__DIRECTIONS FOR THIS TASK__:
Your task is to repeat the records exactly from the line containing "find white shirt" onward, through the final line.
--- BEGIN ---
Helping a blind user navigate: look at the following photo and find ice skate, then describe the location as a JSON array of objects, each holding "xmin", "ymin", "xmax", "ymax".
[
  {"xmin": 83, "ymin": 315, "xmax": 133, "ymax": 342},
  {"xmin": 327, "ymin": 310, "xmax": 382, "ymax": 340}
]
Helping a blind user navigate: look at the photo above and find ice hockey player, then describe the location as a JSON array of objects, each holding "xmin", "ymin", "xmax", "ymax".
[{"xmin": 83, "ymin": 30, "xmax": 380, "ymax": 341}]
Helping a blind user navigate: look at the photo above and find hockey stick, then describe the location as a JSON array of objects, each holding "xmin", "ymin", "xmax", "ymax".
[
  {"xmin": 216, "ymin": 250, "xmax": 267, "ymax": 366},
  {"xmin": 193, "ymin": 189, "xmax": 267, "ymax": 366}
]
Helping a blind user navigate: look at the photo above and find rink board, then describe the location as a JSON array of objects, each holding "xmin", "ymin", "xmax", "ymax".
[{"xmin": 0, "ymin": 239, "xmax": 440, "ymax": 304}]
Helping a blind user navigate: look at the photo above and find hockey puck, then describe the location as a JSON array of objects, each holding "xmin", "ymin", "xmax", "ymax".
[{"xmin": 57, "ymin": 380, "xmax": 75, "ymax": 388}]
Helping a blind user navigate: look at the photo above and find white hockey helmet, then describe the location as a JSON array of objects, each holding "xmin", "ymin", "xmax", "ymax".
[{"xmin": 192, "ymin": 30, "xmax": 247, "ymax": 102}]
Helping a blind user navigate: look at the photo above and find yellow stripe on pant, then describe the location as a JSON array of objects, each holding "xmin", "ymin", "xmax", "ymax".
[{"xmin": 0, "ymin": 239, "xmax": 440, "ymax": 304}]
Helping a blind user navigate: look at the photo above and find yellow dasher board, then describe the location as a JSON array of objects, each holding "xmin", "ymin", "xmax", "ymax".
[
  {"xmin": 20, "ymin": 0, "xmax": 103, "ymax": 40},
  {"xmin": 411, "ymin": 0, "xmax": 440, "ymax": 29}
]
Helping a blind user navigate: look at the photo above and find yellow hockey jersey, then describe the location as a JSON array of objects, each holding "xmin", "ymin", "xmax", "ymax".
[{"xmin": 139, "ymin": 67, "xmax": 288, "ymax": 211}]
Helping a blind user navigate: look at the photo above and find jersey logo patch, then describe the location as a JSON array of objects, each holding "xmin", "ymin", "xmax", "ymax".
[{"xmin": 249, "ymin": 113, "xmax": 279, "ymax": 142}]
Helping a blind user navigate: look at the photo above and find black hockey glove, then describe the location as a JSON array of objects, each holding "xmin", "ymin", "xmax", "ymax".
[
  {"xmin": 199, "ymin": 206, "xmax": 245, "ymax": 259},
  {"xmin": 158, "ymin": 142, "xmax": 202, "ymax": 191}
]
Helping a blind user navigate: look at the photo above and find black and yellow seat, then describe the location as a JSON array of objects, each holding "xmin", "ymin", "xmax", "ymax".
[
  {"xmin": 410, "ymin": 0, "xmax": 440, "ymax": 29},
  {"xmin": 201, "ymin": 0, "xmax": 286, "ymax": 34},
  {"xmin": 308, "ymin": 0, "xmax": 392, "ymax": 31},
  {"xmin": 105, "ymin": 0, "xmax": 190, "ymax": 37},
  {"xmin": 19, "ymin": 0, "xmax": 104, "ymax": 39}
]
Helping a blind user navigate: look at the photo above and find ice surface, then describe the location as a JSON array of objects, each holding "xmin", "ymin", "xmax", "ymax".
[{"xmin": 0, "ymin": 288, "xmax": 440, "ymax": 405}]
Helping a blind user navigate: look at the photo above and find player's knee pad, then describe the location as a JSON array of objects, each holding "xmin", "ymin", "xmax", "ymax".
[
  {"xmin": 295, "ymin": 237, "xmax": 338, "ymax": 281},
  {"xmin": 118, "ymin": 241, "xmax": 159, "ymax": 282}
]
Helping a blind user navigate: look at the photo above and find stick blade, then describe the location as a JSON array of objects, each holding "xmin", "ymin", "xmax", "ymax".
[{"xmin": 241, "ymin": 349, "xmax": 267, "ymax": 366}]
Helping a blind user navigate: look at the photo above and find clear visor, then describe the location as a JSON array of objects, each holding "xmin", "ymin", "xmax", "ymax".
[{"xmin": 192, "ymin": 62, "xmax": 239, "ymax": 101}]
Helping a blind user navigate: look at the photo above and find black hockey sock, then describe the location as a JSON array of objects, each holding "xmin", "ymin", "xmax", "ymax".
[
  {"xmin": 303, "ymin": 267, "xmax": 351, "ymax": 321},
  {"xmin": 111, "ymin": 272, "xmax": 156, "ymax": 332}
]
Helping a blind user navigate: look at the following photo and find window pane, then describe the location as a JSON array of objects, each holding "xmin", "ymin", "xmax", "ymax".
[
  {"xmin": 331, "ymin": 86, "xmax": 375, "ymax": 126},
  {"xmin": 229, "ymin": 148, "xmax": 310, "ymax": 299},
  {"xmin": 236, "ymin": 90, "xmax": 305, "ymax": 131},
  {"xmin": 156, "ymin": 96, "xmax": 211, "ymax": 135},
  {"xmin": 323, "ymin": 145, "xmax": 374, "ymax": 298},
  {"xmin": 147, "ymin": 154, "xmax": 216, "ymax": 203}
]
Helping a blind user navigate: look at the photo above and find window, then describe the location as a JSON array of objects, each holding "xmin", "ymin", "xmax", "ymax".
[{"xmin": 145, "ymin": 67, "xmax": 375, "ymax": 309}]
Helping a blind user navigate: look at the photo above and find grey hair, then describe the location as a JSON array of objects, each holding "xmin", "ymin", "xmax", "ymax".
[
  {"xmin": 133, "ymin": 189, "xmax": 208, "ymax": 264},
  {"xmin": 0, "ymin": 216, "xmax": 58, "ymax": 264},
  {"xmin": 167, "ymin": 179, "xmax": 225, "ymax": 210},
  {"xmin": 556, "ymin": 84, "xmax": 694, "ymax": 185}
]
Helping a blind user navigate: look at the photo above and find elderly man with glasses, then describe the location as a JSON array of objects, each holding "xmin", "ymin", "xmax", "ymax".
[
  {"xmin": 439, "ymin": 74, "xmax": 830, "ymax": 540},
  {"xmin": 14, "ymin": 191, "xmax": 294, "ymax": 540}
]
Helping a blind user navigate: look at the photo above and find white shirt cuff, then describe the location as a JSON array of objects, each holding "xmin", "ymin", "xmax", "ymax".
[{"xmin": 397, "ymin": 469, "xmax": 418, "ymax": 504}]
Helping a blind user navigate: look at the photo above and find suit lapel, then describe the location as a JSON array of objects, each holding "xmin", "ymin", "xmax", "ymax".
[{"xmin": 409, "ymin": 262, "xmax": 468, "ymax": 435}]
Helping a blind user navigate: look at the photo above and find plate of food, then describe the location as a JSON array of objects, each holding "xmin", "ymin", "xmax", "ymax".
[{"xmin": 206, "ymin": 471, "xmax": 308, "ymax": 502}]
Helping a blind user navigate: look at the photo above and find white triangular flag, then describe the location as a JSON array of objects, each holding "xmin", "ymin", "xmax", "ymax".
--- END ---
__RESPONSE TO THIS EXERCISE__:
Helping a blind user navigate: look at the photo above and find white shirt cuff, then describe the location as a JSON array of objects, each holding "xmin", "ymin", "xmax", "ymax".
[{"xmin": 397, "ymin": 469, "xmax": 418, "ymax": 504}]
Helping a blind user navigate: look at the photo above and find suit lapel, then describe the location as a JSON array of objects, each holding "xmin", "ymin", "xmax", "ymax".
[{"xmin": 409, "ymin": 262, "xmax": 468, "ymax": 435}]
Helping a blind user navigate: look at the photo above and find plate of food, then describe the location as a JSON array of objects, each holding "xmin", "ymin", "xmax", "ymax".
[{"xmin": 206, "ymin": 471, "xmax": 308, "ymax": 502}]
Helping a blind user navigate: look at the photo above and find white triangular flag, then describe the location as a JSON array of objects, each holding "xmin", "ymin", "xmax", "ymax".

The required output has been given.